━━━━━ Supplied material

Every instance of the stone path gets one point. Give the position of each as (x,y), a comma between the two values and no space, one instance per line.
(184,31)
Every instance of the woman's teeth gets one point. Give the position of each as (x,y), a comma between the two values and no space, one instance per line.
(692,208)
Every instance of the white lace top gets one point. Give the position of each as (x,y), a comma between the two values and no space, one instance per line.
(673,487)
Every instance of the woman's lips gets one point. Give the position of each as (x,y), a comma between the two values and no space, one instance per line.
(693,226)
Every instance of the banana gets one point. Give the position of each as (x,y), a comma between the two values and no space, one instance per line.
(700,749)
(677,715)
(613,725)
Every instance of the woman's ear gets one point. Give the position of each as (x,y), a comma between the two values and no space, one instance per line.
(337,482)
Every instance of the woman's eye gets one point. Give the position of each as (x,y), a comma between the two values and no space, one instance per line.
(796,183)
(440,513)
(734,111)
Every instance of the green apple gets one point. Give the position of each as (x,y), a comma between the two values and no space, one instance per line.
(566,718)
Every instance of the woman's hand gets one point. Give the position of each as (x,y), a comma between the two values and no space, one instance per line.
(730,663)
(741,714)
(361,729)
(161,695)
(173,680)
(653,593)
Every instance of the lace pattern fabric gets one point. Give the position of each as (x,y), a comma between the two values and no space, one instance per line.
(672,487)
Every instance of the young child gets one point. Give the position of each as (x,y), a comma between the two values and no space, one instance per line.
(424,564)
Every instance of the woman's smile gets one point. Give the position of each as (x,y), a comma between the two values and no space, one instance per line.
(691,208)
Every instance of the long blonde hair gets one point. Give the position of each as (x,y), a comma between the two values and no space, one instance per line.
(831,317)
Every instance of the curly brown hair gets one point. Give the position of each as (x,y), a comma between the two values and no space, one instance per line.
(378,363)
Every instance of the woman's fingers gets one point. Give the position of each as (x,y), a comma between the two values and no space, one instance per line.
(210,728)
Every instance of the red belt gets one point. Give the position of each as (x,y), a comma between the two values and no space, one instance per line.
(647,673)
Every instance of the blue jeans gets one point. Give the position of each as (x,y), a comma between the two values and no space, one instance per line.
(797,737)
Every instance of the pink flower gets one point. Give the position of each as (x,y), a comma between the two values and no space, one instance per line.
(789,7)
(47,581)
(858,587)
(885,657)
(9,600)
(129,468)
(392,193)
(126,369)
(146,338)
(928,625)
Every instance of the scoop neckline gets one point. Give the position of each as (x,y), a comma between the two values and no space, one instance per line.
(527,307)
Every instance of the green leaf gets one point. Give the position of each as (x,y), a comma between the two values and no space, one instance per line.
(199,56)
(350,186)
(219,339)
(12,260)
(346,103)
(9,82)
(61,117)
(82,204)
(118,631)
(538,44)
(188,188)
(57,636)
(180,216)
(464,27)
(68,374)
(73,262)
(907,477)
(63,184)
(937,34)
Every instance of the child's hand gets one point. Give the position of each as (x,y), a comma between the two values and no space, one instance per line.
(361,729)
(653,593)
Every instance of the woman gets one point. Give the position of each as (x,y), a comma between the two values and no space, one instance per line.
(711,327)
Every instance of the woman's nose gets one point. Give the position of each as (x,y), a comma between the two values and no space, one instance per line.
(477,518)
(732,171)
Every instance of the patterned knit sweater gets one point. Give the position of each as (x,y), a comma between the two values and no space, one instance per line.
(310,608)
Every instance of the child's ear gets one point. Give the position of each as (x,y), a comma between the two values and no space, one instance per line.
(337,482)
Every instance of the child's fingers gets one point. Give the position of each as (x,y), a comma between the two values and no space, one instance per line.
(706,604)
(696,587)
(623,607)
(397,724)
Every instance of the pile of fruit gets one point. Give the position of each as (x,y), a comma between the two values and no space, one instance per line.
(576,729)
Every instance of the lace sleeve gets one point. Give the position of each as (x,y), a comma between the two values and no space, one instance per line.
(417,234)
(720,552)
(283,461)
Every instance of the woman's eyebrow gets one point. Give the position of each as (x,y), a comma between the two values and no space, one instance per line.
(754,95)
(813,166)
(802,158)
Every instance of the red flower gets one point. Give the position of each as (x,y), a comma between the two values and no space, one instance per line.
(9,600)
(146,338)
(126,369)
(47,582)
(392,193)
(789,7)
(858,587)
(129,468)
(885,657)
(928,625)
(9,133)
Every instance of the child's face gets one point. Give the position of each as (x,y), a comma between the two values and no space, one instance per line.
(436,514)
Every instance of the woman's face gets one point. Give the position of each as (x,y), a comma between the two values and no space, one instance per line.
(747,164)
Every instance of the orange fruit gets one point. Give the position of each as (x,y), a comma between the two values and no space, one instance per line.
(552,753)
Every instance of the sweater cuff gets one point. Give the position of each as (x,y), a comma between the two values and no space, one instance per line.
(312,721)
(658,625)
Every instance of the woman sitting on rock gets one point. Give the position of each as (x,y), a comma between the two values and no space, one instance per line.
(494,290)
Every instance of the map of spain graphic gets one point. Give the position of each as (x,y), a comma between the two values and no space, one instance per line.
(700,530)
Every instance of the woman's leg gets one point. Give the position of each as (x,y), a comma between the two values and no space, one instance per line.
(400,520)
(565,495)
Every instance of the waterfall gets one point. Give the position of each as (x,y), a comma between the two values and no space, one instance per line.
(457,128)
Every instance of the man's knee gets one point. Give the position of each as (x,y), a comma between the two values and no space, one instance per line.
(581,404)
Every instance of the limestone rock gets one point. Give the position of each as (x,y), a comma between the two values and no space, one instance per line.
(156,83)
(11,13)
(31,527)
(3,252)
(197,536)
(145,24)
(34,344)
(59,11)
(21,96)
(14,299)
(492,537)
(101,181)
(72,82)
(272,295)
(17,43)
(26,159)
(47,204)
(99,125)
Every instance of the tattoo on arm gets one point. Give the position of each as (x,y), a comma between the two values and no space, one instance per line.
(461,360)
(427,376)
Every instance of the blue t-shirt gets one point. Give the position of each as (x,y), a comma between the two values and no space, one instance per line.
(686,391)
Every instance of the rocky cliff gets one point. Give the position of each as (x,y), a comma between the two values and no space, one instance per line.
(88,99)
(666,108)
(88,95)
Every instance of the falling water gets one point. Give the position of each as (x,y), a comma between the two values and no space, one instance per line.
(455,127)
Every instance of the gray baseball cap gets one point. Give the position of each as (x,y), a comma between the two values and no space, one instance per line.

━━━━━━━━━━

» **Your task**
If a line appears above, it belongs in your answer, printed exactly.

» **Reply to the exercise**
Every instance of the stone path gets one point. Give the position of each as (x,y), a comma between the two values and no space, one instance per line.
(184,31)
Every instance of the woman's teeth gets one point. Give the position of each as (x,y), a comma between the two values and no space, one instance per line.
(692,208)
Every instance of the white lace top gets one point. Give the position of each as (x,y), a comma between the two values and no space, one instance per line.
(673,487)
Every instance of the woman's lips gets one point. Give the position of each as (x,y), a comma between the two values and no space, one instance per line.
(693,226)
Every instance of the banana gets one point. Give the position of each as (x,y), a comma between the two values and no space, one instance per line.
(700,749)
(677,715)
(613,725)
Every instance of the woman's ear gets one point. Give the position of each as (x,y), a comma between the two values and no space, one instance per line.
(337,482)
Every instance of the woman's eye gets one point. Give the position of each as (x,y), a comma between the two values and no space, one instance per line.
(796,183)
(440,513)
(734,111)
Every instance of the green apple gets one point. Give the position of each as (x,y), a comma between the two values and no space, one instance per line.
(566,718)
Every instance of the woman's hand gets one point. Give the position of each as (x,y), a comma between the two values and no space, one instance per line.
(730,663)
(741,714)
(361,729)
(161,695)
(173,680)
(653,593)
Every instance of the lace pattern fabric gets one point. Give the position of each as (x,y), a comma between the two values and no space, one instance per line.
(672,487)
Every instance of the young child gets one point. Give the position of each as (x,y), a comma between the two values and no space, one instance per line.
(424,564)
Every instance of the woman's smile gets one point. Give the position of each as (x,y), a comma between the two values and no space, one instance per line.
(691,208)
Every instance of the long blonde hair gets one point. Give the position of each as (x,y), a comma between the two values and no space, one instance per line.
(831,317)
Every instance of the curly brown hair gets one point. Give the position of each as (x,y), a comma between the two values and no space, one instance per line.
(378,363)
Every instance of the woman's fingers gets one point. Give the position of each as (x,y), a comma between the two values and no space, one instance per line.
(210,728)
Every instance of the red belt gets one point. Give the position of each as (x,y), a comma between the two values and no space, one instance per line.
(647,673)
Every instance of the blue jeans gets one point. Give the position of each as (x,y), a comma between the two values and no space, one instance per line.
(797,737)
Every instance of the pink flower gets one point. Give the position of each as (x,y), a comma between the two values and no space, one instance per line.
(789,7)
(47,581)
(858,587)
(885,657)
(9,600)
(129,468)
(392,193)
(126,369)
(146,338)
(928,625)
Every instance of the scoop neckline gets one point. Give the position of each as (x,y), a comma between the two values and no space, one instance per line.
(527,307)
Every instance of the green leaf gets one point. Give the position of each as (x,y), a comma between the two values and no space, one instance per line.
(199,56)
(350,186)
(219,339)
(12,260)
(346,103)
(9,82)
(61,117)
(82,204)
(118,631)
(538,44)
(188,188)
(57,636)
(180,216)
(464,27)
(68,374)
(73,262)
(907,477)
(63,184)
(937,34)
Every instance of the child's hand gets one point. Give the position of each as (x,y), a comma between the two values and no space, one instance per line.
(361,729)
(653,593)
Every instance of the woman gets one point. Give the position of each as (x,y), a comma between the two values and no space, one instance per line.
(711,327)
Every instance of the woman's nose gets one point. Give the position of each as (x,y), a comma between the two values and no space, one instance per line.
(477,518)
(732,171)
Every instance of the patterned knit sweater gets one point. Give the position of each as (x,y), a comma between the two values and no space, one instance per line.
(310,608)
Every instance of the child's ear gets one point. Give the position of each as (x,y), a comma between the two values and no space, one instance per line.
(337,482)
Every instance of the child's fingers gets one point. Give the position of each as (x,y), a comma between the two values and no space, one instance per line.
(706,604)
(696,587)
(623,607)
(397,724)
Every instance of the pile of fruit gets one point. Give the position of each as (x,y), a comma between the two values and no space, one instance per line.
(576,729)
Every instance of the lace sleeve gets one point. Give the position of each as (x,y), a comma between the two values and no space, one instance per line.
(417,234)
(720,552)
(283,461)
Every instance of the woman's eyebrow gets one point. Give the position of each as (x,y), a comma between the two values and no space, one instance per line.
(754,95)
(813,166)
(802,158)
Every instance of the red flower gets one point. Give the position of each as (x,y), a comma between the two values and no space, one instance per line.
(9,600)
(146,338)
(126,369)
(47,582)
(392,193)
(789,7)
(858,587)
(129,468)
(885,657)
(928,625)
(9,133)
Every instance of the child's face gets one point. Give the position of each as (x,y), a comma between the two values and no space, one instance per line.
(436,514)
Every instance of the woman's face gets one point. Give the position of each as (x,y), a comma between the two values and no space, one instance per line.
(747,164)
Every instance of the orange fruit gets one point. Give the position of each as (x,y), a comma between the two values and no space, one instance per line.
(552,753)
Every instance of the sweater cuff gets one point. Give the position of each as (x,y), a comma between the two values and no space, one instance per line.
(312,721)
(658,625)
Every instance of the woman sitting on rock gets one point. Give the position of each as (x,y), a comma between the two values and no space, one instance per line.
(494,290)
Every instance of the map of spain graphic gets one point. Give the position of each as (x,y), a comma between the two values and no space, one instance per line.
(700,530)
Every instance of the woman's leg gets one point. Give the position of each as (x,y), a comma between the two values and no space, one instance per line.
(400,520)
(565,495)
Every instance of the waterfall gets one point. Give the position of each as (x,y), a comma between the two values and no space, one instance per line.
(457,128)
Every instance of the man's knee gets one point. Give the position of each as (x,y), a comma between the two values and no space, one instance per line.
(581,404)
Every instance of the limestone rock gets one point. Give the position of each as (x,y), a comma between the two values and no space, one instance per line.
(156,83)
(11,13)
(31,527)
(3,252)
(197,536)
(145,24)
(34,344)
(59,11)
(21,96)
(14,299)
(492,537)
(101,181)
(72,82)
(272,295)
(17,43)
(26,159)
(47,204)
(99,125)
Every instance of the tattoo on arm gets one point. Give the position of each as (x,y), a comma between the two values and no space, one instance per line.
(461,360)
(427,376)
Every instance of the blue t-shirt gets one point. Give the position of each as (x,y), a comma between the two values and no space, one instance per line.
(686,391)
Every instance of the rocky cliff gets one point. Give the position of each as (x,y), a comma between the two values and no space, one instance per line.
(88,99)
(666,108)
(88,95)
Every instance of the falling water gets one point. Give the position of each as (x,y), a comma between the two values and no space, one instance per line.
(455,127)
Every instance of the gray baseball cap gets one point. Give the position of each as (x,y), a comma between the two values and no space, one instance per line.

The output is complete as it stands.